In the forum thread below about woods for knife handles, reproduce everything from "## Ploppy Blobby (Apr 7, 2020)" down to "looks OK though.".

Text block:
──────

The only issue I did have (which caused me to replace the handles free of charge and give a partial refund, ouch) was early on. I did a couple handles that had nickel silver and wood endcap. The end cap fell off after a few months where the nickel met the ebony. The nickel and ebony were both roughed up at 36 grit and sealed with gflex. As a result, I now pin all of my end caps. It was a good but embarrassing lesson. Now, I cringe when I see photos of thin endcaps with metal. That’s a different thread.


Also, I think African Blackwood or Katalox makes a better ferrule. That is the spot that I think will have more stress, hence more chances of splitting. Gabon ebony is better suited for the body.


----------



## Ploppy Blobby (Apr 6, 2020)

inferno said:


> fairly certain that any other wood that is black, other than real ebony, will be better


Unfortunately I got what I got so have used it. Came out OK, sanded it from 220 to 10,000. 
Anyone know if it needs treating, have used beeswax and mineral oil blend that works for the oak handles. 
Same question for the rosewood as well? 
Thanks all


----------



## Ploppy Blobby (Apr 7, 2020)

To answer my own question yes for rosewood came up lovely. 10 minutes hand buffing made not a lot of impact. Still, looks OK though.


----------



## Dendrobatez (Apr 7, 2020)

I don't have problems with either cracking unless they get too hot while working on them. I usually have a couple sanding projects going on and just swap between them to let it cool.


----------



## mlau (Apr 29, 2020)

Depends on the species. Gaboon ebony is brittle.

Macassar ebony and african blackwood (a rosewood) are actually fairly stable.


----------

──────

Information provided:
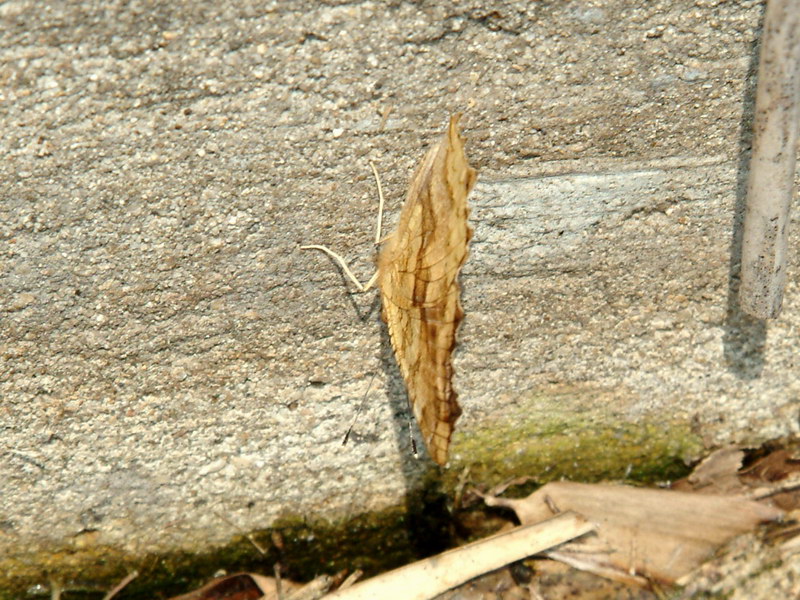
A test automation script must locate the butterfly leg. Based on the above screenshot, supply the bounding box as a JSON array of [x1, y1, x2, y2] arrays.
[[300, 163, 383, 292]]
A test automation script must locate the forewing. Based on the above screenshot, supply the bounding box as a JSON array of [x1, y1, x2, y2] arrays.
[[378, 115, 476, 465]]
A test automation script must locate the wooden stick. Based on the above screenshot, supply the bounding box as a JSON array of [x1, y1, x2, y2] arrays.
[[325, 512, 594, 600], [739, 0, 800, 319]]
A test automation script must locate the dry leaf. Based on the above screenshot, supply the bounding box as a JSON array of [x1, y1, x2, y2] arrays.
[[378, 115, 476, 465], [485, 481, 783, 583]]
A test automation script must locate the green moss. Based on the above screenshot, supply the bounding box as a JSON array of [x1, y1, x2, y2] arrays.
[[449, 389, 702, 485], [0, 388, 702, 600]]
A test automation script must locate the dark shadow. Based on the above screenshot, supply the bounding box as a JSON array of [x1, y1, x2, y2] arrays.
[[381, 308, 453, 558], [722, 8, 767, 380]]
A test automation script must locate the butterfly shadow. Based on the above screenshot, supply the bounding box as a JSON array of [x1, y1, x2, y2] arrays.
[[380, 319, 452, 558]]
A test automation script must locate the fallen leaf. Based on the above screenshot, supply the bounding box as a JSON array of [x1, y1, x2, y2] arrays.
[[485, 481, 783, 585]]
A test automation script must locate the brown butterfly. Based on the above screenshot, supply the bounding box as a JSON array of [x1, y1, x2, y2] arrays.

──────

Solution for this exercise:
## Ploppy Blobby (Apr 7, 2020)

To answer my own question yes for rosewood came up lovely. 10 minutes hand buffing made not a lot of impact. Still, looks OK though.